# Instructions to follow:
Can you arrange the records below, from the line with "Find the wispy" to the line with "(1103, 171)" (both lines included), as a two-column CSV with the columns text and answer? Give one row per record, put each field in quotes, and turn line breaks into spaces.

# Extracted records:
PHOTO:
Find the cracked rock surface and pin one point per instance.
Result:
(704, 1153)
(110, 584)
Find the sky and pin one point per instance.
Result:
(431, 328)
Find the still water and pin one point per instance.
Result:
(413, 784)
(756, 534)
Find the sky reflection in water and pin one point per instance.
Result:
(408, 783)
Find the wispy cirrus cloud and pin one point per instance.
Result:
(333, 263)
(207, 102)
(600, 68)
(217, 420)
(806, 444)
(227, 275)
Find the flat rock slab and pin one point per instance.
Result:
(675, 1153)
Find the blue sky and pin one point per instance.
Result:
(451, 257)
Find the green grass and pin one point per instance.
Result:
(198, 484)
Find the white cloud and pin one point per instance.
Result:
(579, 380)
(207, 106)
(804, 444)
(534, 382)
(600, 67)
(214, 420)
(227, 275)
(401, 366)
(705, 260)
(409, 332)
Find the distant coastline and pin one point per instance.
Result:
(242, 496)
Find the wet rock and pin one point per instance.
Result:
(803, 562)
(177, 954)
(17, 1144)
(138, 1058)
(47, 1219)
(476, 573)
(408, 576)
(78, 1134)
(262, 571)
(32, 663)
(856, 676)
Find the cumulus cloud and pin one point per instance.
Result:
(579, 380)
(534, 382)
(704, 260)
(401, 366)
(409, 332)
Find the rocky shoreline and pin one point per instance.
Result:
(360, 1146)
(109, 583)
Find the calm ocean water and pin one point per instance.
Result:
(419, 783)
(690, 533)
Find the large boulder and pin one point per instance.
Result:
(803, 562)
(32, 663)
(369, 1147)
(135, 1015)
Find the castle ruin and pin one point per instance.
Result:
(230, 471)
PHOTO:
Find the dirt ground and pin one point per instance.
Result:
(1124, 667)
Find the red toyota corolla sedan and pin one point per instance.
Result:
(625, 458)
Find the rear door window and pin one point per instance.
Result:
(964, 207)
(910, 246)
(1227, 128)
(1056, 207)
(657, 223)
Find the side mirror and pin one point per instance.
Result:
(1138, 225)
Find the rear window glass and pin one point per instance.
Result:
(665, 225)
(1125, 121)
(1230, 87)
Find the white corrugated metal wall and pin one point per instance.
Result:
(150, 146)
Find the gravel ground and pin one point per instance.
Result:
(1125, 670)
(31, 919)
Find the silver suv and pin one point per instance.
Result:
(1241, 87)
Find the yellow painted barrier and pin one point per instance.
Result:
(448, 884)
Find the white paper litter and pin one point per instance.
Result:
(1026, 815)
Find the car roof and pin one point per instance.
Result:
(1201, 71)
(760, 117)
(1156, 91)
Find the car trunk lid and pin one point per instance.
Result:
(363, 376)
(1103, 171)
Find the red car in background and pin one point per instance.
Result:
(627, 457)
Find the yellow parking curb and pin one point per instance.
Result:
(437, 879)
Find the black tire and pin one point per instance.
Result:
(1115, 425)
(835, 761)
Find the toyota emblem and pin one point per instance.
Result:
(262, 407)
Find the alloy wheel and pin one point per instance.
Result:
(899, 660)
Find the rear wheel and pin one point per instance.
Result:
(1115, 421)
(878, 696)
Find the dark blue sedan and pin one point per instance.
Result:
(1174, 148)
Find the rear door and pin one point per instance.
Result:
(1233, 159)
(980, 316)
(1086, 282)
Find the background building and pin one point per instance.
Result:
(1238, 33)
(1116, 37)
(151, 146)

# The reply:
text,answer
"Find the wispy cirrus cloud and pin one point per instance. Result:","(333, 263) (207, 102) (600, 68) (217, 420) (806, 444) (227, 275)"
"Find the flat rock slab and pin one point per instance. Result:","(675, 1153)"
"Find the blue sky and pin one point per instance. Result:","(451, 257)"
"Find the green grass and pin one point per instance. Result:","(198, 484)"
"Find the white cloud and pin one point per instance. Result:","(579, 380) (207, 106) (804, 444) (534, 382) (600, 67) (214, 420) (227, 275) (401, 366) (705, 260) (409, 332)"
"Find the distant coastline and pin one point per instance. Result:","(242, 496)"
"Find the wet rock and pin one point per instance. Result:","(803, 562) (177, 954) (17, 1144) (138, 1058) (47, 1219) (476, 573) (408, 576) (78, 1134) (262, 571) (32, 663) (856, 676)"
"Find the cumulus cloud and pin one point per instance. Result:","(579, 380) (534, 382) (704, 260) (401, 366) (409, 332)"
"Find the rocky shoreline and pin one point per instance. Result:","(360, 1146) (109, 583)"
"Find the calm ocean water and pin one point per instance. Result:","(419, 783) (690, 533)"
"Find the large boulder and pin one point per instance. Result:","(803, 562) (32, 663) (369, 1147) (135, 1015)"
"Find the castle ruin and pin one point per instance. Result:","(230, 471)"
"PHOTO: Find the dirt ground and pin one point per instance. Result:","(1124, 667)"
"Find the red toyota corolla sedan and pin one point per instance. Result:","(625, 458)"
"Find the rear door window and pin one point per instance. Result:","(964, 207) (910, 246) (1227, 128) (1056, 207) (657, 223)"
"Find the side mirror and pin one point per instance. Result:","(1138, 225)"
"Find the rear window glass and pin one point per instance. Result:","(665, 225) (1125, 121) (1230, 87)"
"Find the white corrugated metal wall and pin one point per instance. Result:","(150, 146)"
"Find the gravel ground and pin one point per instance. Result:","(1125, 670) (31, 919)"
"Find the silver suv and pin one point per instance. Result:","(1241, 87)"
"Find the yellow painted barrier and pin one point per instance. Result:","(448, 884)"
"Find the white paper litter and pin one point per instance. Result:","(1026, 815)"
"Find the car roof and pin one point per instance. Result:","(1201, 71) (760, 117) (1156, 91)"
"Find the car trunk lid and pin one point per instance. Result:","(363, 376) (1103, 171)"